** OBJETIVO INDICADO 1 **
Reproduzca sin cambios el fragmento del texto sobre la juventud y la sociedad que va desde "Como adultos, tenemos" hasta "hechos de violencia.", ambos incluidos.
***** TEXTO CITADO *****
Como adultos, tenemos la responsabilidad de asegurar que esas voces puras resuenen con alborozo por toda la sociedad. Y sin embargo en el Japón, en los últimos años, casi no pasa un día sin que nos enteremos de noticias trágicas e incidentes violentos que involucran a menores de edad. Es absolutamente lamentable saber que niños y jóvenes son víctimas de crímenes o que, de alguna manera, se ven envueltos en hechos de violencia.
La vida de los niños refleja como un espejo el estado de la sociedad. Esos desgraciados incidentes son señal de una patología subyacente: la manifiesta indiferencia de los demás y la actitud totalmente desaprensiva hacia el dolor ajeno que impera en el ámbito social.
Me preocupa muchísimo que al promover entre la gente joven únicamente un estilo de vida indiferente y cruel, estemos extinguiendo la llama de la esperanza en el corazón de todos ellos. De ese modo, ante el tremendo vacío de su alma, los más jóvenes caen en la desolación y quedan expuestos, en su vulnerabilidad, a un sistema de valores deforme y retorcido que los clasifica de manera arbitraria en "ganadores" y "perdedores", de acuerdo con su poder adquisitivo.
Tenemos que hacer una severa revisión de lo que significa "ganar" en la vida y de cuáles son las condiciones de una sociedad verdaderamente próspera.
Mi generación también ha tenido que sufrir el padecimiento de descubrir que los valores que nos imponía la sociedad eran algo totalmente vacío y carente de sentido.
***** LISTA DE REGISTROS *****
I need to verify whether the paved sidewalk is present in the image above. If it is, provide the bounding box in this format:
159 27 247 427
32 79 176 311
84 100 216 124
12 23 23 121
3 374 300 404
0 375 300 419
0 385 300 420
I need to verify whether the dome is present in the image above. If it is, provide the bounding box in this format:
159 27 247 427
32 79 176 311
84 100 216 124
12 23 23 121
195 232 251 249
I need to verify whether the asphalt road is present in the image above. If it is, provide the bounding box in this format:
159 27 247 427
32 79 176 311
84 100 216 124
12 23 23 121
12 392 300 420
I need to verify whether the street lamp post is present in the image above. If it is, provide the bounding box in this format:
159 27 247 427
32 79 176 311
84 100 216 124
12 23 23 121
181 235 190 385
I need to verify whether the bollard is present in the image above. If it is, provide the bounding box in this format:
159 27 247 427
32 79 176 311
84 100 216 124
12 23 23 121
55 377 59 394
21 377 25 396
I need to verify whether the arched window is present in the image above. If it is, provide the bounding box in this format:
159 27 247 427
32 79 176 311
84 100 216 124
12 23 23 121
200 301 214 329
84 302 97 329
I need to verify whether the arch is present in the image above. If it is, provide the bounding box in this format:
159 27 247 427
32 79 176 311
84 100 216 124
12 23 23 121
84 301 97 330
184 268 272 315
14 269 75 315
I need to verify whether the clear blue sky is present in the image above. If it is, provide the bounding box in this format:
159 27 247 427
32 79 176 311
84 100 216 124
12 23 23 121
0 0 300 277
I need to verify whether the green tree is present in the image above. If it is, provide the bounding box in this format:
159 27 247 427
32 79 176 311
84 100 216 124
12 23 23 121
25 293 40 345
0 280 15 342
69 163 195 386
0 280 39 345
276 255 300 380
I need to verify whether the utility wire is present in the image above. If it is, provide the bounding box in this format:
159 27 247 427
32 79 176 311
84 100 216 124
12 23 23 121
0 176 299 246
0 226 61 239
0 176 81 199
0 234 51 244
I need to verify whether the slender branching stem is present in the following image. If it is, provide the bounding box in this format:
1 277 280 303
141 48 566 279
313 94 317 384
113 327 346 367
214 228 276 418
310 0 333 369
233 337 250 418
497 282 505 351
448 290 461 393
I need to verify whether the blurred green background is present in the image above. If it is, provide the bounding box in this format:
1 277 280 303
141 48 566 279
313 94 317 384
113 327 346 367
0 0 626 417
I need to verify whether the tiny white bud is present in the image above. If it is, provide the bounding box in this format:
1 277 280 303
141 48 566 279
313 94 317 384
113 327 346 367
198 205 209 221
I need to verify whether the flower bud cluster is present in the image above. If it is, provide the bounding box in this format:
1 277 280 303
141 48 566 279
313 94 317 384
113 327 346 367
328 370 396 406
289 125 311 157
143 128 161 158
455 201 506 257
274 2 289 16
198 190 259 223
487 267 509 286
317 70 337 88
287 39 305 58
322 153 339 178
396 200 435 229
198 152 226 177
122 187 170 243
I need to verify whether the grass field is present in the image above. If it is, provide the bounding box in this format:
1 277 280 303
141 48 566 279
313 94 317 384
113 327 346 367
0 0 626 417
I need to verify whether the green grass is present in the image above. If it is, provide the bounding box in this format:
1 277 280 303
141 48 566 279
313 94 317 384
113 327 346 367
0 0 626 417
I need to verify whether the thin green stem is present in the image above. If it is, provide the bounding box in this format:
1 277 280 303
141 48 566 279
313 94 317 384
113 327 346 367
*****
** OBJETIVO INDICADO 2 **
Actualice los registros desde la línea que contiene "I need to verify whether the bollard" hasta la que contiene "198 205 209 221", ambas incluidas, cambiando "I need to verify" por "I want to confirm" sin modificar nada más. Entregue únicamente esas líneas.

** RESPUESTA COMPLETA 1 **
Como adultos, tenemos la responsabilidad de asegurar que esas voces puras resuenen con alborozo por toda la sociedad. Y sin embargo en el Japón, en los últimos años, casi no pasa un día sin que nos enteremos de noticias trágicas e incidentes violentos que involucran a menores de edad. Es absolutamente lamentable saber que niños y jóvenes son víctimas de crímenes o que, de alguna manera, se ven envueltos en hechos de violencia.

** RESPUESTA COMPLETA 2 **
I want to confirm whether the bollard is present in the image above. If it is, provide the bounding box in this format:
159 27 247 427
32 79 176 311
84 100 216 124
12 23 23 121
55 377 59 394
21 377 25 396
I want to confirm whether the arched window is present in the image above. If it is, provide the bounding box in this format:
159 27 247 427
32 79 176 311
84 100 216 124
12 23 23 121
200 301 214 329
84 302 97 329
I want to confirm whether the arch is present in the image above. If it is, provide the bounding box in this format:
159 27 247 427
32 79 176 311
84 100 216 124
12 23 23 121
84 301 97 330
184 268 272 315
14 269 75 315
I want to confirm whether the clear blue sky is present in the image above. If it is, provide the bounding box in this format:
159 27 247 427
32 79 176 311
84 100 216 124
12 23 23 121
0 0 300 277
I want to confirm whether the green tree is present in the image above. If it is, provide the bounding box in this format:
159 27 247 427
32 79 176 311
84 100 216 124
12 23 23 121
25 293 40 345
0 280 15 342
69 163 195 386
0 280 39 345
276 255 300 380
I want to confirm whether the utility wire is present in the image above. If it is, provide the bounding box in this format:
159 27 247 427
32 79 176 311
84 100 216 124
12 23 23 121
0 176 299 246
0 226 61 239
0 176 81 199
0 234 51 244
I want to confirm whether the slender branching stem is present in the following image. If it is, provide the bounding box in this format:
1 277 280 303
141 48 566 279
313 94 317 384
113 327 346 367
214 228 276 418
310 0 333 369
233 337 250 418
497 282 505 351
448 290 461 393
I want to confirm whether the blurred green background is present in the image above. If it is, provide the bounding box in this format:
1 277 280 303
141 48 566 279
313 94 317 384
113 327 346 367
0 0 626 417
I want to confirm whether the tiny white bud is present in the image above. If it is, provide the bounding box in this format:
1 277 280 303
141 48 566 279
313 94 317 384
113 327 346 367
198 205 209 221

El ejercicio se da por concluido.